**EXTRACT TO READ**

The massacre in Yakaolang follows previous attacks by the Taliban on Hazaras and members of other ethnic minorities in north central Afghanistan. The provinces of Baghlan and Samangan, which lie north of Bamiyan, have seen intermittent fighting between Taliban and United Front forces since 1998. As a means of controlling the civilian population and ensuring that it does not give assistance to the United Front, Taliban forces have frequently resorted to detaining men from villages in the area and holding them for prolonged periods as virtual hostages.16

In May 2000, Taliban forces summarily executed a group of civilian detainees near the Robatak pass, which lies along the road connecting the towns of Tashkurgan and Pul-i Khumri. Until a systematic forensic investigation is carried out, the precise number of those killed cannot be known, but Human Rights Watch has obtained confirmation of thirty-one bodies at the execution site, twenty-six of which have been identified as the bodies of Ismaili Shia Hazara civilians from Baghlan province. Their remains were found to the northeast of the Robatak pass, in an area known as Hazara Mazari, on the border between Baghlan and Samangan provinces. The area was controlled by the Taliban at the time of the executions. There are reported to be as many as three other gravesites near the pass.

**MATERIAL PROVIDED**
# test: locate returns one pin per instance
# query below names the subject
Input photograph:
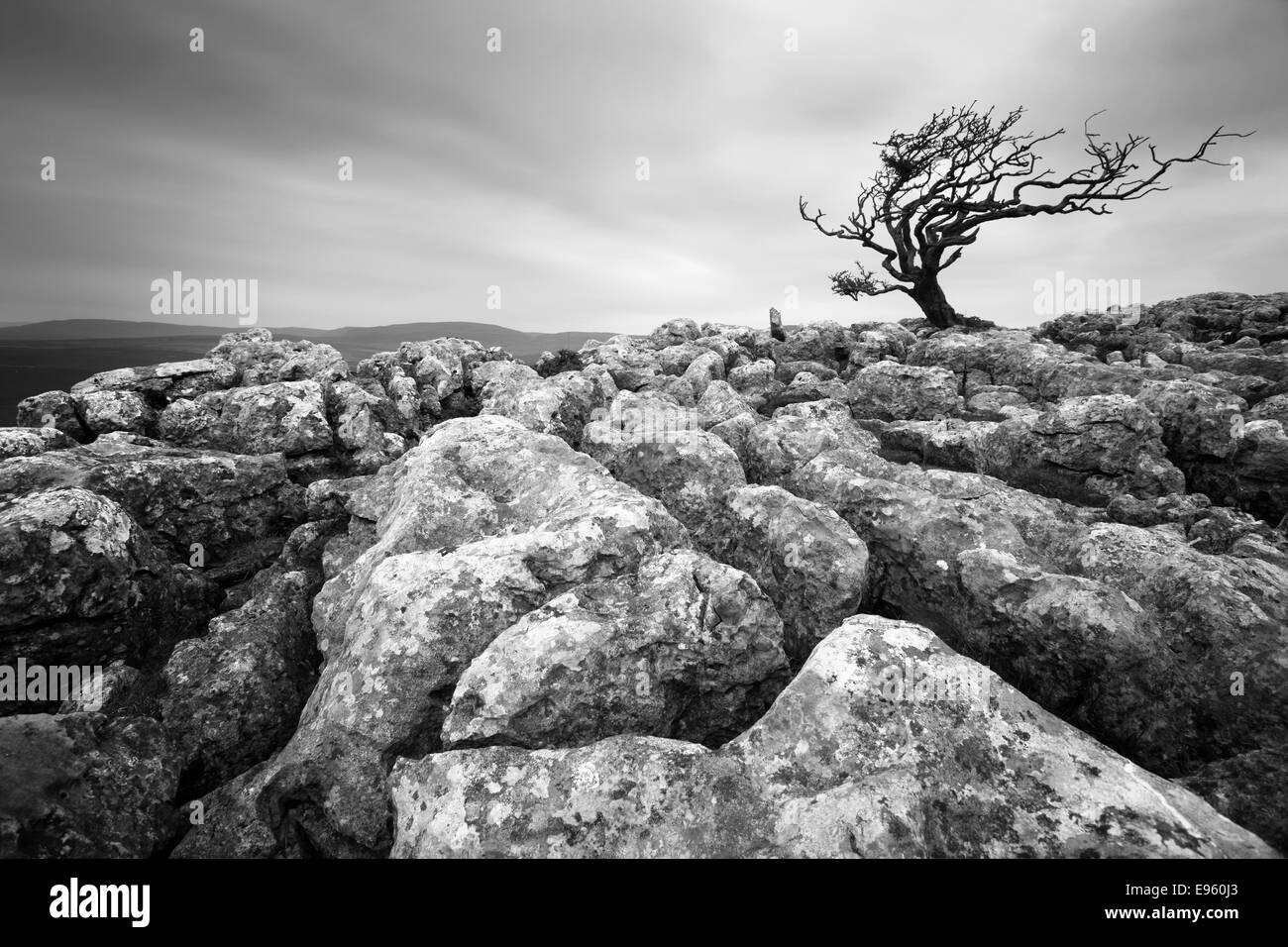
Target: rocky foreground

**STATED GOAL 1**
List every place name that appears in the paragraph of the passage on Taliban killings in Afghanistan that begins "In May 2000", naming each place only once.
**STATED GOAL 2**
Retype the passage on Taliban killings in Afghanistan word for word, everything from "In May 2000, Taliban" down to "near the pass.".
**STATED GOAL 3**
Write the next part of the passage on Taliban killings in Afghanistan, continuing after its final sentence.

**EXPECTED ANSWER 1**
Robatak pass
Tashkurgan
Pul-i Khumri
Baghlan
Hazara Mazari
Samangan

**EXPECTED ANSWER 2**
In May 2000, Taliban forces summarily executed a group of civilian detainees near the Robatak pass, which lies along the road connecting the towns of Tashkurgan and Pul-i Khumri. Until a systematic forensic investigation is carried out, the precise number of those killed cannot be known, but Human Rights Watch has obtained confirmation of thirty-one bodies at the execution site, twenty-six of which have been identified as the bodies of Ismaili Shia Hazara civilians from Baghlan province. Their remains were found to the northeast of the Robatak pass, in an area known as Hazara Mazari, on the border between Baghlan and Samangan provinces. The area was controlled by the Taliban at the time of the executions. There are reported to be as many as three other gravesites near the pass.

**EXPECTED ANSWER 3**
All of those who have been identified were detained for four months before being killed; many of them were tortured before they were killed. The men were taken from their homes by Taliban troops between January 5 and January 14, 2000. The facilities at which the men were detained were under the command of Commander Mullah Shahzad Kandahari, who was the Taliban commander of the Khinjan front north of Kabul and who was also reportedly present in Yakaolang when it was held by the Taliban in January 2001.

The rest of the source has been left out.